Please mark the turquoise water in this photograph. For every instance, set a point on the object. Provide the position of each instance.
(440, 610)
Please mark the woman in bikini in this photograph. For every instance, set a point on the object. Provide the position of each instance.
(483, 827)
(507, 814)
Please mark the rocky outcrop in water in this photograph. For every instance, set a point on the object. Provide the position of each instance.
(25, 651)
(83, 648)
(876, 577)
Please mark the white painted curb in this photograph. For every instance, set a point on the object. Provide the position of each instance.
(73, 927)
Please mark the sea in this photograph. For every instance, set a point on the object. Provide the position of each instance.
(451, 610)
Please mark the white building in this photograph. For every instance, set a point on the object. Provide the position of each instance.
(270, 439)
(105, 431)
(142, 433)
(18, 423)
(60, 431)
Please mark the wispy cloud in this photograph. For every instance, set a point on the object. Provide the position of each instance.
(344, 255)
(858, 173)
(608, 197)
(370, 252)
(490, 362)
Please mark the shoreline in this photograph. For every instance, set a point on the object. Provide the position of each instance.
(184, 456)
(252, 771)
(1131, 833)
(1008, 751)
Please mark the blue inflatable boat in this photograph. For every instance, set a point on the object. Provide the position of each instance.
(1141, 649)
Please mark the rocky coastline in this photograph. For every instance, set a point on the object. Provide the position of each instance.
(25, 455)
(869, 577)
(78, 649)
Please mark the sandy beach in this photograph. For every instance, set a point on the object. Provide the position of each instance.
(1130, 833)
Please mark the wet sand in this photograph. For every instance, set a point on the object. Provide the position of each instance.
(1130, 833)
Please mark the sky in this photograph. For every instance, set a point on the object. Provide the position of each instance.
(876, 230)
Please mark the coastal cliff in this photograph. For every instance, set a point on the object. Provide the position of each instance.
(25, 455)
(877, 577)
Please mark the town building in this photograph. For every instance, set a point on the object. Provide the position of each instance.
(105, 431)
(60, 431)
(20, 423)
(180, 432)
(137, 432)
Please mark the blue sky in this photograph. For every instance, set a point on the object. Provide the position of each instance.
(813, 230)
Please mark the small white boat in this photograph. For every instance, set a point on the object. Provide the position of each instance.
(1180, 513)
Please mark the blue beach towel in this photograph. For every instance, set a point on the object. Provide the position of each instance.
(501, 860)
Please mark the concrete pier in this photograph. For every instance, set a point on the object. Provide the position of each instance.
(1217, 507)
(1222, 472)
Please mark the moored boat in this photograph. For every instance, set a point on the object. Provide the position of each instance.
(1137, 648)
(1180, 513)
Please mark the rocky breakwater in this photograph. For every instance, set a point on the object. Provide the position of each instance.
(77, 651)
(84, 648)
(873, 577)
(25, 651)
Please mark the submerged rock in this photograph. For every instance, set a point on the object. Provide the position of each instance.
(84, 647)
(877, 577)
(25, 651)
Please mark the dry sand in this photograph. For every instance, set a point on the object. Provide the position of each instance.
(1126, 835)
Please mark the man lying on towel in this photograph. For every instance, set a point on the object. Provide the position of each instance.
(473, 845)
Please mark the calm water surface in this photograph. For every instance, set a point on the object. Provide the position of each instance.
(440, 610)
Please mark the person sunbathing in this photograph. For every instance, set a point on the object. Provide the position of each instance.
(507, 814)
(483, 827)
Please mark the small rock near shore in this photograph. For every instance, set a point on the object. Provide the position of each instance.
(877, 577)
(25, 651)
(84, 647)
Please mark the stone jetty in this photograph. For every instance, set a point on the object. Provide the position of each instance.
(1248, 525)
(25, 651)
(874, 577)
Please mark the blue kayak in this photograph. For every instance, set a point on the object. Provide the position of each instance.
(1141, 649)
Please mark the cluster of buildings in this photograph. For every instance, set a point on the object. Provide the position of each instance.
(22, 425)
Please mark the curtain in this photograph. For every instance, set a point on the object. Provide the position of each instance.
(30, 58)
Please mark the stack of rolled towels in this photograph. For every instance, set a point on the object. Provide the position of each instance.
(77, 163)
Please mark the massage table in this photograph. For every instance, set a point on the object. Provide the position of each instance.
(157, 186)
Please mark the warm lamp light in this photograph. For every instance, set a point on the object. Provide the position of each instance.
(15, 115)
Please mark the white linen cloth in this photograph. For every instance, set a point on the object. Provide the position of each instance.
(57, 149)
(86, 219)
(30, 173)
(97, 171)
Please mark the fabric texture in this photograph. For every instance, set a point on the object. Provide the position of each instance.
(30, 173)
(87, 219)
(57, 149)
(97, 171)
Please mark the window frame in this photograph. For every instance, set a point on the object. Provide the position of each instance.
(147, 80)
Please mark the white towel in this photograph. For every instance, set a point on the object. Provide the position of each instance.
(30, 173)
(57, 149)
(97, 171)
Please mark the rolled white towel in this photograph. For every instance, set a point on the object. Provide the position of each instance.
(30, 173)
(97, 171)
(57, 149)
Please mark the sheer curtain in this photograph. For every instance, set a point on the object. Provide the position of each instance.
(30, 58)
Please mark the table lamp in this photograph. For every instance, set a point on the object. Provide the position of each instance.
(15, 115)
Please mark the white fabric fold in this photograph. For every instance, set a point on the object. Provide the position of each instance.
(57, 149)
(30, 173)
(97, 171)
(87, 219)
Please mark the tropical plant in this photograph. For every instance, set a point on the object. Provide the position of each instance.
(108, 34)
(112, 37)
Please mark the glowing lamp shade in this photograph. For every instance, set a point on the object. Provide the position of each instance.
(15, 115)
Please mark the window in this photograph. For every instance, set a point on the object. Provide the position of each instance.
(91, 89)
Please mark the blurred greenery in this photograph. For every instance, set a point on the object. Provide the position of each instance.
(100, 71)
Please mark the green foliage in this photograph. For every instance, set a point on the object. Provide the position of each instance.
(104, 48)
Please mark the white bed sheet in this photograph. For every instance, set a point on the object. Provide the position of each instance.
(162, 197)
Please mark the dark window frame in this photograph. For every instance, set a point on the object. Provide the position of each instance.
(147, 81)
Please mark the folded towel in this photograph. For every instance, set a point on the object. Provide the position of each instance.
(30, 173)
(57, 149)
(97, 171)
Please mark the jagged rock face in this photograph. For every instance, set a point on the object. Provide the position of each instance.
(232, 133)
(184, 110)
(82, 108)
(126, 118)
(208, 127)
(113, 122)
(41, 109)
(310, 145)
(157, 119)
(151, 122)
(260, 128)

• _Given instruction_: Please rewrite the lines between those holding "Please mark the blue sky" and "(1222, 472)", inclusive. Leave the wording untouched, but scale each coordinate by 2.4 and round it to a whole number, with halves rounding up.

• _Output of the task_:
Please mark the blue sky in this photograph. For every instance, set a point on the object. Provide the position of each instance.
(1951, 552)
Please mark the small white boat in this photograph. For every instance, set a point on the object. Provide the position of each instance.
(2832, 1231)
Please mark the blue beach towel in this photograph. For every instance, set a point on the object. Provide the position of each instance.
(1202, 2064)
Please mark the concrete pier in this photograph. For every instance, set a point on the object. Provide the position of each instance.
(2921, 1217)
(2933, 1133)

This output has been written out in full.